Your objective
Write every line of the items below as a JSON list of strings, one string per line, with blank lines dropped. Leave the pictures out.

Image object location entries
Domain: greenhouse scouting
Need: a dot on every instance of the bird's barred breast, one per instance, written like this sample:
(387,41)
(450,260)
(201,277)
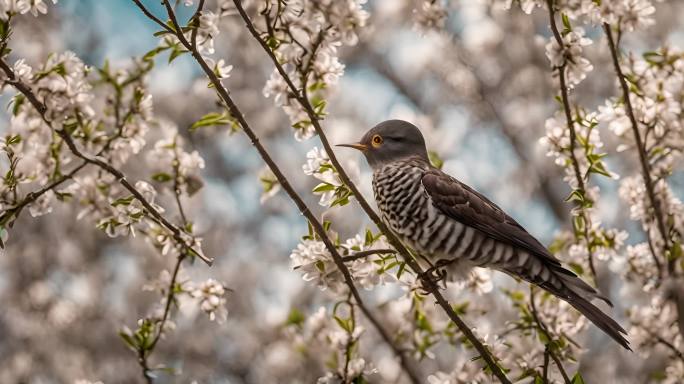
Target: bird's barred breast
(408,211)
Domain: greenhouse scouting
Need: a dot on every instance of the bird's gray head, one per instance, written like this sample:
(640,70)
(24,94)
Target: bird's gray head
(389,141)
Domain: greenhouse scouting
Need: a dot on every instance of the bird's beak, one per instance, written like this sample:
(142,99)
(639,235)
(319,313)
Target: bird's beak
(359,146)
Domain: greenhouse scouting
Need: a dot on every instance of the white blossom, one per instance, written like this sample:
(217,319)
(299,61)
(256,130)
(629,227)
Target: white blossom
(570,55)
(211,295)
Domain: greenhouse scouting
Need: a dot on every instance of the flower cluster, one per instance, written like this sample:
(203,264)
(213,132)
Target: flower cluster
(12,7)
(569,55)
(211,295)
(331,189)
(627,15)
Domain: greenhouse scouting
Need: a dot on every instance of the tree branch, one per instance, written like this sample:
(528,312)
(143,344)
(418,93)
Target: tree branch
(643,159)
(362,254)
(550,345)
(430,285)
(42,110)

Task output
[
  "Domain: greenhouse scouting",
  "Need: a dot on every instance of the bird's barred breast, one per instance, written like this sample:",
  "(387,41)",
  "(450,260)",
  "(201,277)",
  "Target: bird's barred breast",
  "(408,211)",
  "Domain: greenhouse scouting",
  "Need: a dot on every instance of the bird's gray head, one per instance, written like this sample:",
  "(640,70)",
  "(24,94)",
  "Target: bird's gray head",
  "(389,141)",
  "Domain: greenhouse scouting",
  "Need: a dot on every instance of the bird's beak, one per instance, written like this sample:",
  "(142,99)",
  "(639,235)",
  "(319,313)",
  "Target: bird's beak",
  "(359,146)",
  "Domain: greenhouse scouting",
  "Need: a dot on every instance of the white blossom, one per instance, written like this sample:",
  "(217,319)",
  "(299,61)",
  "(256,130)",
  "(629,227)",
  "Target: white blossom",
  "(570,55)",
  "(211,295)",
  "Domain: greenhouse scouting",
  "Need: a dot on every instance of the flower cluster, one per instance, written like this sample:",
  "(203,264)",
  "(213,132)",
  "Target: flower cluster",
  "(12,7)",
  "(569,55)",
  "(211,295)",
  "(331,189)",
  "(627,15)",
  "Domain: greenhouse scouting",
  "Need: a dot on every instance of the tree branch, one per instance, written like this sample:",
  "(528,312)",
  "(143,344)",
  "(418,93)",
  "Target: tree branch",
  "(643,159)",
  "(362,254)",
  "(550,345)",
  "(430,285)",
  "(42,110)"
]